[Saved data entries]
▼▼▼

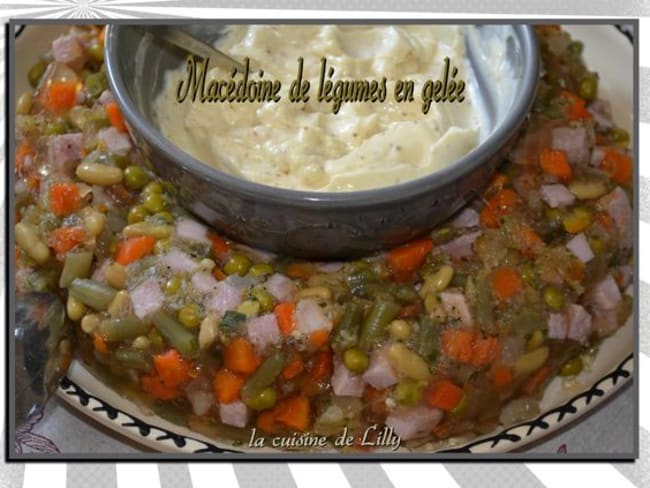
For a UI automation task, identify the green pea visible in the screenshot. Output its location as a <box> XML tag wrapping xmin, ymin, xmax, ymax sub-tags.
<box><xmin>560</xmin><ymin>356</ymin><xmax>583</xmax><ymax>377</ymax></box>
<box><xmin>85</xmin><ymin>71</ymin><xmax>107</xmax><ymax>99</ymax></box>
<box><xmin>164</xmin><ymin>276</ymin><xmax>182</xmax><ymax>295</ymax></box>
<box><xmin>44</xmin><ymin>119</ymin><xmax>67</xmax><ymax>136</ymax></box>
<box><xmin>251</xmin><ymin>286</ymin><xmax>275</xmax><ymax>313</ymax></box>
<box><xmin>588</xmin><ymin>235</ymin><xmax>606</xmax><ymax>255</ymax></box>
<box><xmin>154</xmin><ymin>238</ymin><xmax>171</xmax><ymax>255</ymax></box>
<box><xmin>578</xmin><ymin>74</ymin><xmax>598</xmax><ymax>101</ymax></box>
<box><xmin>343</xmin><ymin>347</ymin><xmax>369</xmax><ymax>374</ymax></box>
<box><xmin>543</xmin><ymin>286</ymin><xmax>565</xmax><ymax>311</ymax></box>
<box><xmin>143</xmin><ymin>181</ymin><xmax>163</xmax><ymax>195</ymax></box>
<box><xmin>124</xmin><ymin>166</ymin><xmax>149</xmax><ymax>190</ymax></box>
<box><xmin>248</xmin><ymin>263</ymin><xmax>274</xmax><ymax>277</ymax></box>
<box><xmin>178</xmin><ymin>303</ymin><xmax>201</xmax><ymax>329</ymax></box>
<box><xmin>142</xmin><ymin>192</ymin><xmax>167</xmax><ymax>213</ymax></box>
<box><xmin>521</xmin><ymin>262</ymin><xmax>537</xmax><ymax>286</ymax></box>
<box><xmin>569</xmin><ymin>40</ymin><xmax>583</xmax><ymax>55</ymax></box>
<box><xmin>246</xmin><ymin>387</ymin><xmax>277</xmax><ymax>411</ymax></box>
<box><xmin>431</xmin><ymin>226</ymin><xmax>454</xmax><ymax>244</ymax></box>
<box><xmin>610</xmin><ymin>127</ymin><xmax>630</xmax><ymax>145</ymax></box>
<box><xmin>87</xmin><ymin>41</ymin><xmax>104</xmax><ymax>63</ymax></box>
<box><xmin>224</xmin><ymin>253</ymin><xmax>252</xmax><ymax>276</ymax></box>
<box><xmin>394</xmin><ymin>380</ymin><xmax>424</xmax><ymax>406</ymax></box>
<box><xmin>127</xmin><ymin>205</ymin><xmax>148</xmax><ymax>224</ymax></box>
<box><xmin>28</xmin><ymin>60</ymin><xmax>47</xmax><ymax>88</ymax></box>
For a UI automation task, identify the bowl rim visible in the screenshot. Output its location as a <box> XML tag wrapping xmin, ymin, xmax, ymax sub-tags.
<box><xmin>105</xmin><ymin>23</ymin><xmax>539</xmax><ymax>209</ymax></box>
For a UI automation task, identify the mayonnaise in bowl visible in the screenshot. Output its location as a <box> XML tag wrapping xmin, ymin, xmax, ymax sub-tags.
<box><xmin>154</xmin><ymin>25</ymin><xmax>482</xmax><ymax>192</ymax></box>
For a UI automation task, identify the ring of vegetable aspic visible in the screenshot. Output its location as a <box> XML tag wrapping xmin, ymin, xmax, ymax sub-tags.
<box><xmin>14</xmin><ymin>25</ymin><xmax>633</xmax><ymax>451</ymax></box>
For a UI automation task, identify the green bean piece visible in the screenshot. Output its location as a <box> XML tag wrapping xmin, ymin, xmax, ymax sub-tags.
<box><xmin>151</xmin><ymin>310</ymin><xmax>198</xmax><ymax>359</ymax></box>
<box><xmin>59</xmin><ymin>251</ymin><xmax>94</xmax><ymax>288</ymax></box>
<box><xmin>245</xmin><ymin>387</ymin><xmax>277</xmax><ymax>411</ymax></box>
<box><xmin>240</xmin><ymin>351</ymin><xmax>285</xmax><ymax>407</ymax></box>
<box><xmin>249</xmin><ymin>263</ymin><xmax>273</xmax><ymax>277</ymax></box>
<box><xmin>475</xmin><ymin>274</ymin><xmax>494</xmax><ymax>333</ymax></box>
<box><xmin>250</xmin><ymin>286</ymin><xmax>275</xmax><ymax>313</ymax></box>
<box><xmin>415</xmin><ymin>317</ymin><xmax>440</xmax><ymax>362</ymax></box>
<box><xmin>578</xmin><ymin>74</ymin><xmax>598</xmax><ymax>101</ymax></box>
<box><xmin>44</xmin><ymin>119</ymin><xmax>68</xmax><ymax>136</ymax></box>
<box><xmin>85</xmin><ymin>71</ymin><xmax>107</xmax><ymax>99</ymax></box>
<box><xmin>98</xmin><ymin>317</ymin><xmax>151</xmax><ymax>342</ymax></box>
<box><xmin>124</xmin><ymin>165</ymin><xmax>149</xmax><ymax>190</ymax></box>
<box><xmin>333</xmin><ymin>302</ymin><xmax>364</xmax><ymax>351</ymax></box>
<box><xmin>114</xmin><ymin>348</ymin><xmax>151</xmax><ymax>371</ymax></box>
<box><xmin>28</xmin><ymin>60</ymin><xmax>47</xmax><ymax>88</ymax></box>
<box><xmin>69</xmin><ymin>278</ymin><xmax>117</xmax><ymax>311</ymax></box>
<box><xmin>358</xmin><ymin>300</ymin><xmax>401</xmax><ymax>350</ymax></box>
<box><xmin>394</xmin><ymin>380</ymin><xmax>425</xmax><ymax>406</ymax></box>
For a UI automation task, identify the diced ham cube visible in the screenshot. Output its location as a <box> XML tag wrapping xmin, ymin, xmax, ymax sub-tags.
<box><xmin>247</xmin><ymin>313</ymin><xmax>281</xmax><ymax>352</ymax></box>
<box><xmin>566</xmin><ymin>304</ymin><xmax>593</xmax><ymax>344</ymax></box>
<box><xmin>161</xmin><ymin>249</ymin><xmax>198</xmax><ymax>273</ymax></box>
<box><xmin>552</xmin><ymin>127</ymin><xmax>590</xmax><ymax>165</ymax></box>
<box><xmin>566</xmin><ymin>233</ymin><xmax>594</xmax><ymax>263</ymax></box>
<box><xmin>176</xmin><ymin>218</ymin><xmax>210</xmax><ymax>245</ymax></box>
<box><xmin>185</xmin><ymin>377</ymin><xmax>214</xmax><ymax>416</ymax></box>
<box><xmin>331</xmin><ymin>360</ymin><xmax>365</xmax><ymax>397</ymax></box>
<box><xmin>451</xmin><ymin>208</ymin><xmax>480</xmax><ymax>228</ymax></box>
<box><xmin>98</xmin><ymin>89</ymin><xmax>115</xmax><ymax>105</ymax></box>
<box><xmin>98</xmin><ymin>127</ymin><xmax>132</xmax><ymax>155</ymax></box>
<box><xmin>219</xmin><ymin>400</ymin><xmax>249</xmax><ymax>428</ymax></box>
<box><xmin>615</xmin><ymin>265</ymin><xmax>633</xmax><ymax>289</ymax></box>
<box><xmin>598</xmin><ymin>187</ymin><xmax>632</xmax><ymax>250</ymax></box>
<box><xmin>591</xmin><ymin>275</ymin><xmax>622</xmax><ymax>310</ymax></box>
<box><xmin>540</xmin><ymin>184</ymin><xmax>575</xmax><ymax>208</ymax></box>
<box><xmin>264</xmin><ymin>273</ymin><xmax>296</xmax><ymax>302</ymax></box>
<box><xmin>91</xmin><ymin>258</ymin><xmax>109</xmax><ymax>283</ymax></box>
<box><xmin>440</xmin><ymin>291</ymin><xmax>473</xmax><ymax>328</ymax></box>
<box><xmin>438</xmin><ymin>231</ymin><xmax>482</xmax><ymax>261</ymax></box>
<box><xmin>588</xmin><ymin>99</ymin><xmax>614</xmax><ymax>130</ymax></box>
<box><xmin>48</xmin><ymin>133</ymin><xmax>83</xmax><ymax>174</ymax></box>
<box><xmin>191</xmin><ymin>271</ymin><xmax>219</xmax><ymax>294</ymax></box>
<box><xmin>592</xmin><ymin>308</ymin><xmax>619</xmax><ymax>337</ymax></box>
<box><xmin>590</xmin><ymin>146</ymin><xmax>606</xmax><ymax>167</ymax></box>
<box><xmin>205</xmin><ymin>281</ymin><xmax>242</xmax><ymax>315</ymax></box>
<box><xmin>547</xmin><ymin>313</ymin><xmax>568</xmax><ymax>340</ymax></box>
<box><xmin>130</xmin><ymin>277</ymin><xmax>164</xmax><ymax>319</ymax></box>
<box><xmin>52</xmin><ymin>34</ymin><xmax>85</xmax><ymax>69</ymax></box>
<box><xmin>294</xmin><ymin>298</ymin><xmax>332</xmax><ymax>335</ymax></box>
<box><xmin>362</xmin><ymin>348</ymin><xmax>398</xmax><ymax>389</ymax></box>
<box><xmin>385</xmin><ymin>406</ymin><xmax>444</xmax><ymax>441</ymax></box>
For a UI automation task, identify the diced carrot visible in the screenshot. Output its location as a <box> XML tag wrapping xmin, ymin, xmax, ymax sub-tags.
<box><xmin>561</xmin><ymin>91</ymin><xmax>592</xmax><ymax>121</ymax></box>
<box><xmin>539</xmin><ymin>148</ymin><xmax>572</xmax><ymax>181</ymax></box>
<box><xmin>46</xmin><ymin>81</ymin><xmax>78</xmax><ymax>112</ymax></box>
<box><xmin>282</xmin><ymin>354</ymin><xmax>304</xmax><ymax>380</ymax></box>
<box><xmin>213</xmin><ymin>368</ymin><xmax>245</xmax><ymax>404</ymax></box>
<box><xmin>50</xmin><ymin>182</ymin><xmax>81</xmax><ymax>216</ymax></box>
<box><xmin>488</xmin><ymin>172</ymin><xmax>510</xmax><ymax>193</ymax></box>
<box><xmin>521</xmin><ymin>225</ymin><xmax>543</xmax><ymax>257</ymax></box>
<box><xmin>480</xmin><ymin>188</ymin><xmax>519</xmax><ymax>228</ymax></box>
<box><xmin>522</xmin><ymin>365</ymin><xmax>553</xmax><ymax>395</ymax></box>
<box><xmin>441</xmin><ymin>329</ymin><xmax>475</xmax><ymax>363</ymax></box>
<box><xmin>93</xmin><ymin>332</ymin><xmax>108</xmax><ymax>354</ymax></box>
<box><xmin>98</xmin><ymin>26</ymin><xmax>106</xmax><ymax>45</ymax></box>
<box><xmin>595</xmin><ymin>133</ymin><xmax>609</xmax><ymax>146</ymax></box>
<box><xmin>274</xmin><ymin>302</ymin><xmax>296</xmax><ymax>335</ymax></box>
<box><xmin>491</xmin><ymin>267</ymin><xmax>524</xmax><ymax>302</ymax></box>
<box><xmin>212</xmin><ymin>267</ymin><xmax>227</xmax><ymax>281</ymax></box>
<box><xmin>397</xmin><ymin>303</ymin><xmax>421</xmax><ymax>319</ymax></box>
<box><xmin>286</xmin><ymin>262</ymin><xmax>315</xmax><ymax>280</ymax></box>
<box><xmin>275</xmin><ymin>395</ymin><xmax>311</xmax><ymax>431</ymax></box>
<box><xmin>594</xmin><ymin>211</ymin><xmax>615</xmax><ymax>231</ymax></box>
<box><xmin>105</xmin><ymin>102</ymin><xmax>127</xmax><ymax>132</ymax></box>
<box><xmin>567</xmin><ymin>260</ymin><xmax>585</xmax><ymax>282</ymax></box>
<box><xmin>15</xmin><ymin>141</ymin><xmax>35</xmax><ymax>175</ymax></box>
<box><xmin>114</xmin><ymin>235</ymin><xmax>156</xmax><ymax>266</ymax></box>
<box><xmin>49</xmin><ymin>226</ymin><xmax>85</xmax><ymax>258</ymax></box>
<box><xmin>141</xmin><ymin>373</ymin><xmax>180</xmax><ymax>400</ymax></box>
<box><xmin>309</xmin><ymin>348</ymin><xmax>333</xmax><ymax>381</ymax></box>
<box><xmin>27</xmin><ymin>171</ymin><xmax>41</xmax><ymax>190</ymax></box>
<box><xmin>309</xmin><ymin>329</ymin><xmax>330</xmax><ymax>349</ymax></box>
<box><xmin>471</xmin><ymin>336</ymin><xmax>501</xmax><ymax>368</ymax></box>
<box><xmin>153</xmin><ymin>349</ymin><xmax>192</xmax><ymax>388</ymax></box>
<box><xmin>600</xmin><ymin>148</ymin><xmax>633</xmax><ymax>185</ymax></box>
<box><xmin>490</xmin><ymin>364</ymin><xmax>514</xmax><ymax>388</ymax></box>
<box><xmin>426</xmin><ymin>379</ymin><xmax>465</xmax><ymax>411</ymax></box>
<box><xmin>223</xmin><ymin>337</ymin><xmax>260</xmax><ymax>375</ymax></box>
<box><xmin>388</xmin><ymin>238</ymin><xmax>433</xmax><ymax>281</ymax></box>
<box><xmin>256</xmin><ymin>409</ymin><xmax>281</xmax><ymax>434</ymax></box>
<box><xmin>207</xmin><ymin>233</ymin><xmax>230</xmax><ymax>259</ymax></box>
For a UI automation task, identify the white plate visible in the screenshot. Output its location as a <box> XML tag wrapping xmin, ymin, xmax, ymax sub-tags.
<box><xmin>13</xmin><ymin>23</ymin><xmax>634</xmax><ymax>454</ymax></box>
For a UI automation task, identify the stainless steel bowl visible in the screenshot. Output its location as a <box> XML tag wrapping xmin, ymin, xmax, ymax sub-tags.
<box><xmin>105</xmin><ymin>23</ymin><xmax>539</xmax><ymax>259</ymax></box>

▲▲▲

ACTIVITY: Set down exactly, and only, the lines from the one containing "For a UI automation task, identify the white" to the final line of the data.

TASK RESULT:
For a UI automation task, identify the white plate visible in the screenshot. Output its location as a <box> XML tag wrapping xmin, ymin, xmax, ymax sub-tags.
<box><xmin>13</xmin><ymin>23</ymin><xmax>634</xmax><ymax>454</ymax></box>
For a UI automation task, identify the stainless steel bowl visible in the screenshot. Output its location as a <box> XML tag wrapping xmin, ymin, xmax, ymax sub-tags.
<box><xmin>105</xmin><ymin>23</ymin><xmax>539</xmax><ymax>259</ymax></box>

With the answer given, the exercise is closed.